- Exercise prompt -
How many lines of the records contain the string "wall"? Case counts, and the reply should be the number alone.

- Given data -

###

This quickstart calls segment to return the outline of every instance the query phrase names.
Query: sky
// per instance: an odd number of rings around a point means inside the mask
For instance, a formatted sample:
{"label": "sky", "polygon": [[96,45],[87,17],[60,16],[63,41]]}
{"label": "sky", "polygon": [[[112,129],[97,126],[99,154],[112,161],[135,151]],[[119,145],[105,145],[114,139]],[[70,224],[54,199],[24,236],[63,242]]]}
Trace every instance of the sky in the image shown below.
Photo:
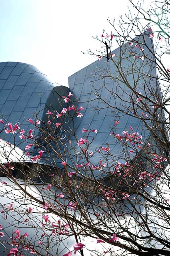
{"label": "sky", "polygon": [[82,52],[100,49],[93,36],[111,32],[107,19],[118,22],[128,5],[128,0],[0,0],[0,62],[31,64],[68,86],[68,77],[96,60]]}

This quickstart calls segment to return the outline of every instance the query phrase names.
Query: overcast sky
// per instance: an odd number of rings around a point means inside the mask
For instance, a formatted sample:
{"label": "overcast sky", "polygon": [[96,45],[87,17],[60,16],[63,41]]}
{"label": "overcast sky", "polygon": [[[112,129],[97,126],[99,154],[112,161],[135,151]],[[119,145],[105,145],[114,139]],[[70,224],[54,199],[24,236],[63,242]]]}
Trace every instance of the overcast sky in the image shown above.
{"label": "overcast sky", "polygon": [[100,35],[104,29],[110,32],[107,18],[118,21],[120,15],[128,12],[129,3],[0,0],[0,62],[32,64],[67,86],[68,76],[96,59],[81,51],[99,48],[92,36]]}

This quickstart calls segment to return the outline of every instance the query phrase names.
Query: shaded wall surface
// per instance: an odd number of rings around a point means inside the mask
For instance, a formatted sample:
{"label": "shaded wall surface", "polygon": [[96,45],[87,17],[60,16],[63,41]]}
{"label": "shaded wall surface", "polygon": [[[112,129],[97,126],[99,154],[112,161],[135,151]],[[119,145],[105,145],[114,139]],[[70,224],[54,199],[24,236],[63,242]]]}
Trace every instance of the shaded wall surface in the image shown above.
{"label": "shaded wall surface", "polygon": [[[61,97],[68,90],[64,86],[56,86],[31,65],[17,62],[0,63],[1,116],[13,124],[19,123],[26,131],[35,129],[35,127],[28,122],[28,119],[34,121],[37,114],[40,120],[44,120],[46,118],[44,112],[47,109],[53,111],[60,109],[54,95],[56,98]],[[22,142],[19,135],[15,136],[14,141],[11,133],[5,135],[4,133],[1,138],[12,144],[19,144],[19,147],[23,149],[26,143]],[[27,140],[26,143],[29,142]]]}

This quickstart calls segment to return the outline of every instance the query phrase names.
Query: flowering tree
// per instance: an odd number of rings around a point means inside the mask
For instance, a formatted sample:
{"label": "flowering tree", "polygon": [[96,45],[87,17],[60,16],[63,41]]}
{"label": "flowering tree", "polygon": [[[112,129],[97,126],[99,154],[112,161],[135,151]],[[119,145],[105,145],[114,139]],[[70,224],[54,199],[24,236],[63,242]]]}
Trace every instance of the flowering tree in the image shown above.
{"label": "flowering tree", "polygon": [[98,127],[78,133],[83,103],[74,92],[44,120],[30,116],[28,132],[0,120],[2,134],[26,143],[22,151],[2,142],[4,255],[170,255],[169,5],[156,1],[146,12],[130,2],[136,15],[110,20],[112,32],[96,38],[102,50],[89,52],[108,64],[99,64],[90,101],[114,120],[105,145],[92,147]]}

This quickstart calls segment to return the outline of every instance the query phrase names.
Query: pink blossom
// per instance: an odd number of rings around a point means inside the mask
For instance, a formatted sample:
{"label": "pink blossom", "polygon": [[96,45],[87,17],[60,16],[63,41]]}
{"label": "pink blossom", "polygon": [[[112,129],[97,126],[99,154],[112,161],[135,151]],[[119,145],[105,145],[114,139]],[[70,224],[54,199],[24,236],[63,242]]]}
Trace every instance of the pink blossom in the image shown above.
{"label": "pink blossom", "polygon": [[40,157],[42,157],[42,153],[43,153],[43,152],[44,152],[44,151],[43,151],[43,150],[40,150],[38,152],[39,154],[40,154]]}
{"label": "pink blossom", "polygon": [[[2,229],[2,228],[1,229]],[[1,236],[1,237],[4,237],[4,234],[3,233],[3,232],[0,232],[0,236]]]}
{"label": "pink blossom", "polygon": [[32,212],[33,210],[34,210],[34,207],[33,208],[31,208],[31,206],[30,206],[28,208],[28,211],[29,212]]}
{"label": "pink blossom", "polygon": [[63,108],[62,110],[61,111],[61,113],[62,114],[64,114],[64,113],[66,114],[67,112],[67,109],[66,107],[64,107]]}
{"label": "pink blossom", "polygon": [[15,125],[14,125],[14,127],[16,128],[17,130],[19,130],[20,129],[20,127],[18,126],[17,123],[16,123]]}
{"label": "pink blossom", "polygon": [[20,230],[18,228],[15,230],[14,233],[16,234],[18,237],[20,236]]}
{"label": "pink blossom", "polygon": [[113,238],[109,239],[109,242],[112,242],[114,241],[115,241],[116,242],[118,242],[119,241],[119,238],[117,236],[116,234],[113,234]]}
{"label": "pink blossom", "polygon": [[42,237],[43,237],[43,236],[44,236],[45,234],[46,234],[45,233],[43,233],[43,234],[42,234],[41,236],[41,238],[42,238]]}
{"label": "pink blossom", "polygon": [[70,97],[70,96],[72,96],[73,95],[72,94],[72,93],[71,93],[70,92],[69,92],[68,94],[68,97]]}
{"label": "pink blossom", "polygon": [[148,28],[147,30],[148,30],[149,31],[150,31],[150,32],[153,32],[152,30],[152,28],[151,28],[150,27],[150,28]]}
{"label": "pink blossom", "polygon": [[76,108],[74,107],[74,105],[72,105],[71,107],[68,107],[68,111],[70,110],[74,110],[74,111],[76,111]]}
{"label": "pink blossom", "polygon": [[40,120],[37,120],[36,122],[36,125],[40,125],[40,123],[41,122],[40,121]]}
{"label": "pink blossom", "polygon": [[20,130],[20,134],[23,134],[24,133],[25,133],[25,131],[24,130]]}
{"label": "pink blossom", "polygon": [[56,117],[57,118],[58,118],[59,117],[61,117],[62,115],[62,114],[58,114],[58,113],[56,115]]}
{"label": "pink blossom", "polygon": [[78,243],[78,244],[75,244],[73,246],[74,249],[74,254],[75,254],[77,251],[79,250],[81,250],[84,248],[85,244],[82,244],[82,243]]}
{"label": "pink blossom", "polygon": [[56,123],[55,124],[55,126],[56,127],[56,128],[58,128],[58,126],[59,126],[60,125],[61,125],[61,123]]}
{"label": "pink blossom", "polygon": [[68,175],[69,176],[69,177],[72,177],[72,175],[74,175],[74,174],[76,174],[76,172],[71,172],[71,171],[70,171],[70,172],[68,173]]}
{"label": "pink blossom", "polygon": [[46,223],[48,221],[48,220],[49,220],[49,216],[48,216],[48,215],[44,215],[43,219],[44,219],[46,222]]}
{"label": "pink blossom", "polygon": [[122,138],[123,138],[123,137],[122,136],[121,136],[121,135],[120,135],[119,134],[119,133],[118,133],[116,135],[116,137],[117,138],[117,139],[118,139],[119,140],[121,141],[121,140],[122,140]]}
{"label": "pink blossom", "polygon": [[150,34],[149,35],[149,37],[151,39],[153,38],[154,36],[154,34],[153,33],[152,33],[152,34]]}
{"label": "pink blossom", "polygon": [[26,137],[25,137],[24,136],[23,134],[22,134],[21,135],[20,135],[19,137],[20,137],[20,139],[26,139]]}
{"label": "pink blossom", "polygon": [[115,126],[116,126],[116,125],[118,125],[119,123],[119,121],[116,121],[115,123],[114,123],[114,125]]}
{"label": "pink blossom", "polygon": [[139,102],[140,101],[142,101],[142,98],[137,98],[136,99],[136,101],[137,102]]}
{"label": "pink blossom", "polygon": [[60,194],[59,194],[59,195],[56,196],[56,198],[62,198],[64,197],[64,196],[63,195],[63,194],[62,194],[62,192],[61,192]]}
{"label": "pink blossom", "polygon": [[90,152],[89,152],[89,153],[88,153],[88,155],[90,156],[90,155],[93,155],[94,154],[94,152],[92,152],[92,151],[90,151]]}
{"label": "pink blossom", "polygon": [[30,123],[34,123],[31,118],[30,118],[30,119],[28,119],[28,122],[29,122]]}
{"label": "pink blossom", "polygon": [[97,240],[97,244],[98,244],[98,243],[105,243],[105,242],[105,242],[104,241],[101,240],[100,238],[98,238]]}
{"label": "pink blossom", "polygon": [[30,252],[30,253],[32,253],[33,254],[35,254],[35,252],[34,251],[33,251],[33,250],[31,250]]}
{"label": "pink blossom", "polygon": [[66,163],[65,161],[62,161],[62,164],[63,165],[64,165],[64,166],[66,166]]}
{"label": "pink blossom", "polygon": [[72,252],[68,252],[67,253],[65,253],[62,256],[72,256]]}
{"label": "pink blossom", "polygon": [[79,140],[78,141],[78,143],[77,143],[77,145],[80,147],[80,145],[83,144],[85,144],[85,142],[88,142],[88,141],[87,141],[86,139],[83,139],[82,138],[80,138]]}
{"label": "pink blossom", "polygon": [[82,131],[82,133],[84,133],[86,131],[89,131],[88,130],[87,130],[86,129],[84,129],[84,128],[83,128]]}
{"label": "pink blossom", "polygon": [[66,97],[66,96],[64,96],[64,95],[62,96],[62,98],[64,98],[64,101],[65,101],[65,102],[66,102],[66,103],[68,103],[68,101],[70,101],[70,99],[69,98],[67,98]]}
{"label": "pink blossom", "polygon": [[128,193],[127,194],[125,194],[124,193],[122,193],[122,195],[124,196],[123,197],[122,199],[128,199],[130,196]]}
{"label": "pink blossom", "polygon": [[86,167],[86,166],[90,166],[90,163],[89,163],[88,162],[87,163],[86,163],[86,164],[84,165],[84,166],[85,166],[85,167]]}
{"label": "pink blossom", "polygon": [[84,108],[81,106],[78,109],[78,112],[79,111],[81,111],[81,110],[82,110],[84,109]]}
{"label": "pink blossom", "polygon": [[97,133],[97,129],[95,129],[94,130],[91,130],[90,131],[93,131],[94,133]]}
{"label": "pink blossom", "polygon": [[105,151],[106,152],[109,152],[110,149],[109,148],[109,147],[102,147],[102,150],[104,150],[104,151]]}
{"label": "pink blossom", "polygon": [[0,123],[3,123],[3,125],[5,124],[5,123],[4,123],[4,121],[2,121],[1,118],[0,119]]}
{"label": "pink blossom", "polygon": [[28,144],[27,146],[25,148],[25,149],[26,150],[30,149],[32,146],[34,146],[33,144]]}
{"label": "pink blossom", "polygon": [[48,110],[47,112],[47,113],[46,113],[46,114],[47,115],[53,115],[53,113],[52,113],[52,112],[50,112],[50,111],[49,111],[49,110]]}
{"label": "pink blossom", "polygon": [[69,202],[67,205],[67,207],[70,207],[70,208],[72,209],[74,211],[76,208],[76,204],[73,204],[72,202]]}
{"label": "pink blossom", "polygon": [[10,128],[10,130],[12,130],[12,123],[10,123],[8,124],[8,126],[9,127],[9,128]]}
{"label": "pink blossom", "polygon": [[81,118],[83,115],[82,115],[81,113],[79,113],[78,112],[77,113],[77,117],[80,117]]}
{"label": "pink blossom", "polygon": [[50,190],[50,189],[51,188],[51,186],[52,186],[52,184],[49,184],[48,185],[48,189],[49,189]]}
{"label": "pink blossom", "polygon": [[136,44],[134,47],[137,47],[137,48],[139,48],[139,49],[140,49],[140,47],[138,45],[138,44]]}

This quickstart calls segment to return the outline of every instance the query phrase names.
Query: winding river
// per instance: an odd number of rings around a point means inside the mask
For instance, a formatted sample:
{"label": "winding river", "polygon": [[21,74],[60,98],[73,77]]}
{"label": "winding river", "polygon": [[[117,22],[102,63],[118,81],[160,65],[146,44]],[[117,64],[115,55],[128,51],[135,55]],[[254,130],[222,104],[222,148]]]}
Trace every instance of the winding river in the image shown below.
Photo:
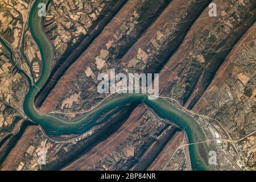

###

- Problem solution -
5